• TASK INSTRUCTIONS: In the blog post on working as a psychic, what do the writer's guides do when the writer is not in balance?

• TEXT UNDER STUDY:
- Opening Delimiter -

Yo-ho Yo-ho a Psychic's Life for Me!

Now that I have all the pirate lovers attention lol I wanted to blog about what it’s really like to be A PSYCHIC (echoing).
Being a psychic comes with a lot of responsibility.
Working as one is even more challenging.
It is one thing to carry around with you that sense of “knowing” and another to put it into daily practice!
When you chose to do psychic work as a career you come across several obstacles.
First you have to accept many people will not see your gift as something you should “charge” for.
In reality I have had many people demonish me for taking payment for my services.
I have to explain to them that I could not help as many people as I do for free. It would be impossible to have a full time job, be a full time mother and all that comes with that and still do readings for people all day long. Once you go public with the fact that you are a seer of any kind people either love you or hate you. Those who love you, including friends, expect you to always be “in tune” and give them unlimited advice and guidance not realizing that this takes time and much energy. Truth is there are simply times I can not get in focus with my guides. Be that due to stress in my own life, illness, other people in my life needing me for personal reasons, my children and family deserving to come first etc and so on. I am not a walking encyclopedia of unlimited spiritual resources. Fact is if I am not in balance and in a good place to give psychic advice my guides shut that part of me down and tell me to work on myself.



I am thankful for that because as a person who does care deeply for other people’s needs I know I would run myself ragged trying to help everyone with little regard for my own needs and health.

Once I chose to do this as my career I was able to help so many people who truly need it and at the same time afford my family a somewhat comfortable life. I am by no means rich and I live pay check to pay check like many people do. I am not living in a mansion lol far from it. However I do take payment for my services because I feel it is right and just.

I have had so many people say a God-Given gift should not be charged for. Oh really? Okay then I suppose all athletes should work for free? I know my daughters surgeon has a God given talent but he charges for this. Actually every thing a person does is a gift from God.
When we look at religion we have to accept that nothing is “free” and tithing is there for a reason.
Now I am over that soap box.

Moving on to the next stage of being a psychic.

- Closing Delimiter -

• INFORMATION PROVIDED:
- Opening Delimiter -

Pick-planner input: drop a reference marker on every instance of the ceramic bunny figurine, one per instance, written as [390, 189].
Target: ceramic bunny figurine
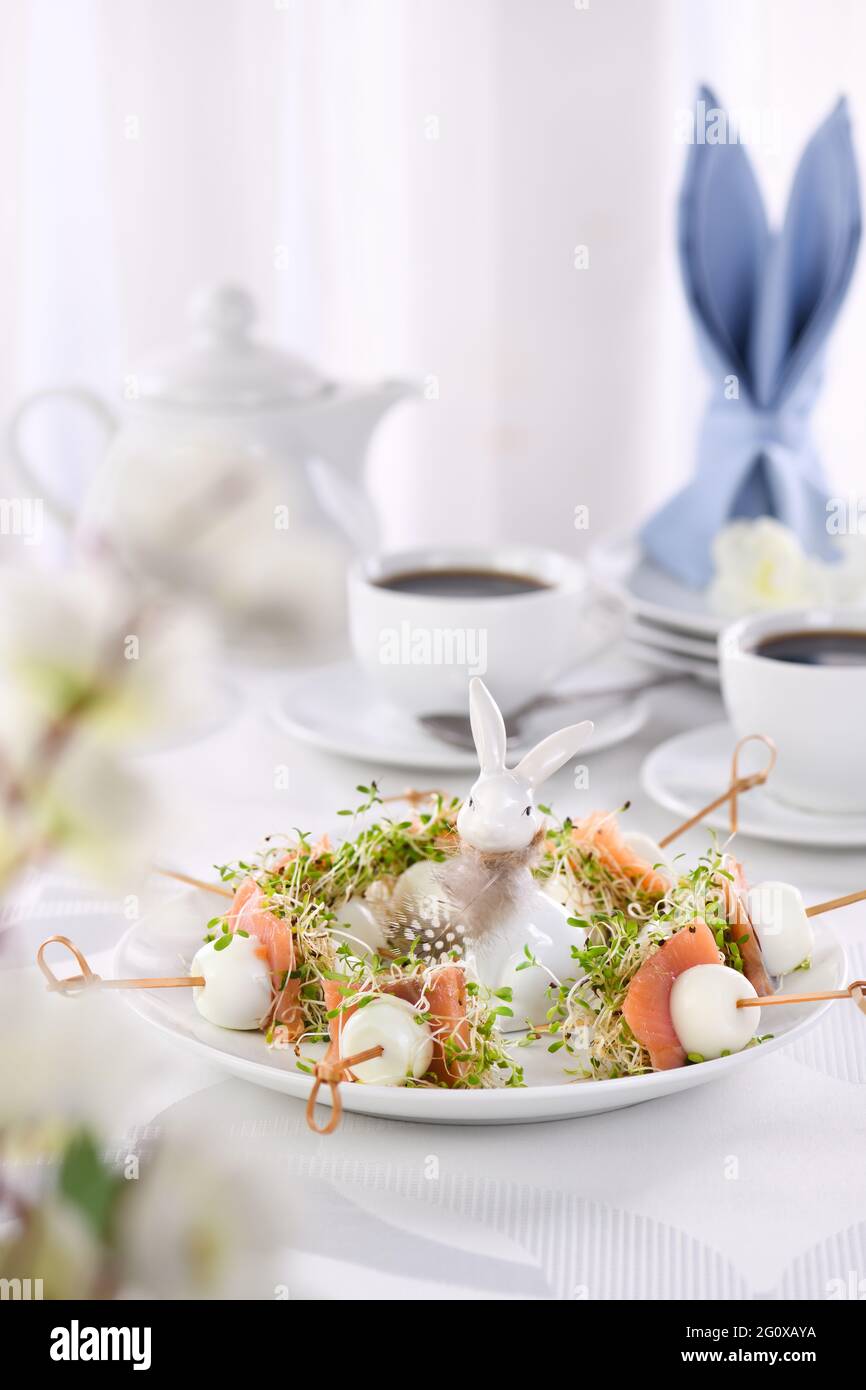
[489, 888]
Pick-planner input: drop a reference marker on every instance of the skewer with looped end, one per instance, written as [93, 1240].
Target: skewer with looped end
[331, 1073]
[852, 991]
[88, 980]
[731, 794]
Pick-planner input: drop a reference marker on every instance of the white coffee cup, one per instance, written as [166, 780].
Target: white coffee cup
[812, 713]
[420, 649]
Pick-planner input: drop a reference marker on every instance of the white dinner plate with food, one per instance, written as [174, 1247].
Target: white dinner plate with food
[167, 940]
[335, 708]
[620, 566]
[685, 773]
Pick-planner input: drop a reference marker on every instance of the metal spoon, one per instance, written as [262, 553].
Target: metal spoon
[456, 730]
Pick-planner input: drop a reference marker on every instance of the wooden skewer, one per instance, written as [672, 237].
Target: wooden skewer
[331, 1075]
[75, 983]
[193, 883]
[737, 786]
[854, 991]
[836, 902]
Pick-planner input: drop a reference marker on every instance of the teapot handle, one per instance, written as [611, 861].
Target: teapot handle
[93, 403]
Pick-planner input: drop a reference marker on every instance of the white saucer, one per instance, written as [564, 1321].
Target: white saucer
[335, 708]
[622, 567]
[662, 659]
[149, 950]
[666, 640]
[690, 770]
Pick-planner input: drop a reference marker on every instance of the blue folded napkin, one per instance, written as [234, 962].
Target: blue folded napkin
[763, 303]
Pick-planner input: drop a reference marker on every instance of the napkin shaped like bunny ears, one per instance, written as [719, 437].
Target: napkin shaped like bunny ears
[763, 305]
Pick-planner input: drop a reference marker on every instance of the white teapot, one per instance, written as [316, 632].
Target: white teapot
[218, 439]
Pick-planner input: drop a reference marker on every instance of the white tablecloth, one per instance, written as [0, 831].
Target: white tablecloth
[741, 1189]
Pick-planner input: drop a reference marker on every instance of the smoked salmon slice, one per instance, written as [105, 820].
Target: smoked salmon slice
[740, 926]
[444, 991]
[249, 913]
[647, 1007]
[601, 834]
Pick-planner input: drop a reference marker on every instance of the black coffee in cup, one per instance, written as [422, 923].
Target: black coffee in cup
[815, 648]
[462, 584]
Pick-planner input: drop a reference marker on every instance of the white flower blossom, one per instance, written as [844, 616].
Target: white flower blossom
[761, 565]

- Closing Delimiter -

• ANSWER TO THE PROBLEM: They shut down the writer's psychic side and say to work on oneself.